■ Problem requirements: Nothing in the data should be left out, so repeat it all exactly.

[Data extracted from a collection]
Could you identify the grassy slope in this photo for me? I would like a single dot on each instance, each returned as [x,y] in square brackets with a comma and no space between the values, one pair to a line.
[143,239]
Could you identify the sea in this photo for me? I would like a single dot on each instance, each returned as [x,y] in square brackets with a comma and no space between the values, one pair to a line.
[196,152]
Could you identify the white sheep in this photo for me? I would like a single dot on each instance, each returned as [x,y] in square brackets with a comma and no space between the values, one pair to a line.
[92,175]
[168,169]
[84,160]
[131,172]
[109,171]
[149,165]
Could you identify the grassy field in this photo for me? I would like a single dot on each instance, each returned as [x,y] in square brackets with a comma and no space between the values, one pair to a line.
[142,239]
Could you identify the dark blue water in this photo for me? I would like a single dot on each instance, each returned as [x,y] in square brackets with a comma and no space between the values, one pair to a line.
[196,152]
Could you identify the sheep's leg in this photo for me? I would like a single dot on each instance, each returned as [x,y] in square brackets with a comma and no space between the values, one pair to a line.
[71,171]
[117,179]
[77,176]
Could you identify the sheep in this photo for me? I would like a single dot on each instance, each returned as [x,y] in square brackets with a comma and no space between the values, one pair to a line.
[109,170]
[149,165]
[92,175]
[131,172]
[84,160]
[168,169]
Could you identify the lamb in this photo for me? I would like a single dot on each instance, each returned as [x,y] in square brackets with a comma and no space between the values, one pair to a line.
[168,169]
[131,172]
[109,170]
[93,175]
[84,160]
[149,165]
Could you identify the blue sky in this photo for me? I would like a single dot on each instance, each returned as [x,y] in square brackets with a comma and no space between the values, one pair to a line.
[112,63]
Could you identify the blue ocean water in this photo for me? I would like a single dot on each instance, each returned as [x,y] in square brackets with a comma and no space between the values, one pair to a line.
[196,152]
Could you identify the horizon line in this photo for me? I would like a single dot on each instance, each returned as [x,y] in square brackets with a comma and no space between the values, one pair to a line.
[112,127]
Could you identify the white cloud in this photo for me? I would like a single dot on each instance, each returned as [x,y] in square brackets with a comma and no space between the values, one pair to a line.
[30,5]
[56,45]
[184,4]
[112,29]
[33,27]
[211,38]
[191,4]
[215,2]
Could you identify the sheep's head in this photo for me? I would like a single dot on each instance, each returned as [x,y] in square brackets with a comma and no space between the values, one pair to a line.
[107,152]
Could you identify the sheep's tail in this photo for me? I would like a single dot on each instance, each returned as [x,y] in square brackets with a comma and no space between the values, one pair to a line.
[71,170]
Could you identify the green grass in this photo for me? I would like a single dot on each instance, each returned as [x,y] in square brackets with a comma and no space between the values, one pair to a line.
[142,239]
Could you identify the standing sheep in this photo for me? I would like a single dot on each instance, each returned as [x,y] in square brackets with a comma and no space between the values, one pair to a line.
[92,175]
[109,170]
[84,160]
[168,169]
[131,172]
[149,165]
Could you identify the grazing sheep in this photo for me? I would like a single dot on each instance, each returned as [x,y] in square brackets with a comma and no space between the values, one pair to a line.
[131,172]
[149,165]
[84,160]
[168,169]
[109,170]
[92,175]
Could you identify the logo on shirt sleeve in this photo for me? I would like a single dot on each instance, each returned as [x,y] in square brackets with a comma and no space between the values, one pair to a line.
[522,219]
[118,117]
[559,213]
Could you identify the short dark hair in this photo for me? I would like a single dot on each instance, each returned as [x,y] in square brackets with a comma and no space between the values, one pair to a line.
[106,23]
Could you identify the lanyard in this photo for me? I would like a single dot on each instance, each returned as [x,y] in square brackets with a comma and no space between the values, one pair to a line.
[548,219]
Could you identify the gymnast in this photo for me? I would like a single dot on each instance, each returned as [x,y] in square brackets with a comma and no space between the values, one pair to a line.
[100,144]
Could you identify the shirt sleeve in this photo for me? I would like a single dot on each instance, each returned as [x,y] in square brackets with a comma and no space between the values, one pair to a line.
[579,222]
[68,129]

■ Reply:
Could you identify the grassy slope in this photo for me? I would like a single dot on each instance, each returned as [x,y] in square brackets with a comma and no space between the values, one pair to a line.
[143,239]
Could you identify the sea in this photo for me? I would like a single dot on each instance, each returned as [x,y] in square brackets with a comma and no space between the values, one pair to a line.
[196,152]
Could you identify the white sheep in this photo for me? I would like a single dot on each instance, each returned as [x,y] in square brackets with a comma and no space between the values, one pair to a line.
[92,175]
[168,169]
[84,160]
[131,172]
[109,171]
[149,165]
Could you identify the grassy field in this photo for me? I would like a single dot on each instance, each returned as [x,y] in square brackets with a comma and no space between the values, one pair to a line.
[142,239]
Could you identify the dark blue water in this photo for me? I would like a single dot on each instance, each returned as [x,y] in square brackets with a comma and no space between the values, one pair to a line.
[196,152]
Could you identify the sheep's leg in this photo for me? I would like a single dot on each instance, each returned as [x,y] in square brackets with a comma and no space between the values, one pair to a line.
[71,171]
[117,179]
[77,176]
Could you identify the sheep in this photo for me? I would like a single dot on each instance, each returned as [x,y] in square brackets with a comma and no space between the values, one pair to a line.
[109,170]
[149,165]
[92,175]
[131,172]
[84,160]
[168,169]
Could you identify the lamb in this photo for me? I would like a single dot on each instance, each returned as [x,y] in square brackets with a comma and no space between the values, one pair to a line.
[168,169]
[131,172]
[109,170]
[93,175]
[84,160]
[149,165]
Could you identify the blue sky in this photo for me? I would like a single dot on each instance, each returned as [x,y] in square brackets with a comma and no space between the values, one pair to a line.
[112,63]
Could you identify the blue ocean water in this photo for me? I would like a single dot on each instance, each returned as [x,y] in square brackets with a comma and no space between the values, one pair to a line.
[196,152]
Could you identify the horizon line in this photo for me? I would like a single dot on each instance, each returned as [x,y] in square brackets with a comma and no space between the values, one pair to a line.
[112,127]
Could you identify the white cloud in this photo for me? I would like a single dot on each instance, each returned as [x,y] in square brackets with a comma and no space between the values, one pair to a line.
[30,5]
[56,45]
[184,4]
[112,29]
[33,27]
[211,38]
[191,4]
[215,2]
Could you identify the sheep's head in this photo for me? I would like a single dot on each instance, each returned as [x,y] in square brackets with a comma and no space between the values, one pair to a line.
[107,152]
Could you identify the sheep's tail in this photo for me? I would like a single dot on each instance, each returned as [x,y] in square brackets with a comma and no space between the values, one pair to a line.
[71,170]
Could you identify the green grass in this photo for me? I would like a single dot on each instance, each returned as [x,y] in square brackets with a comma and no space between the values, one pair to a line.
[142,239]
Could you identify the standing sheep in this photo for me? I would like a single dot on each instance, each returned as [x,y] in square brackets with a comma and no space between the values, one pair to a line.
[92,175]
[109,170]
[84,160]
[168,169]
[131,172]
[149,165]
Could you identify the grazing sheep in this photo for me? I would like a single dot on each instance, each returned as [x,y] in square brackets with a comma and no space between the values, one pair to a line.
[131,172]
[149,165]
[84,160]
[168,169]
[109,170]
[92,175]
Could you identify the logo on shirt sleeve in this photo for me? I would like a single dot on each instance, each returned as [x,y] in square brackets with a comma and no space between the values, one pair to a line.
[522,219]
[118,117]
[559,213]
Could you identify the short dark hair in this photo for me? I would like a single dot on each instance, each returned as [x,y] in square brackets with a comma and no space between the values, one pair to a line.
[106,23]
Could you identify the lanyard in this photo for me? I would like a single dot on each instance, each returned as [x,y] in square brackets with a comma and no space between the values, one pair to a line.
[548,219]
Could you identify the gymnast in this photo for me? I would like a single dot on each instance, each returned as [x,y] in square brackets with a comma and no space between the values, one pair to a line.
[100,144]
Could you identify the shirt sleeve in this photo for me? I would like a single dot on each instance, each returned as [x,y] in square brackets with a comma and no space between the values, one pair to a line.
[579,222]
[68,129]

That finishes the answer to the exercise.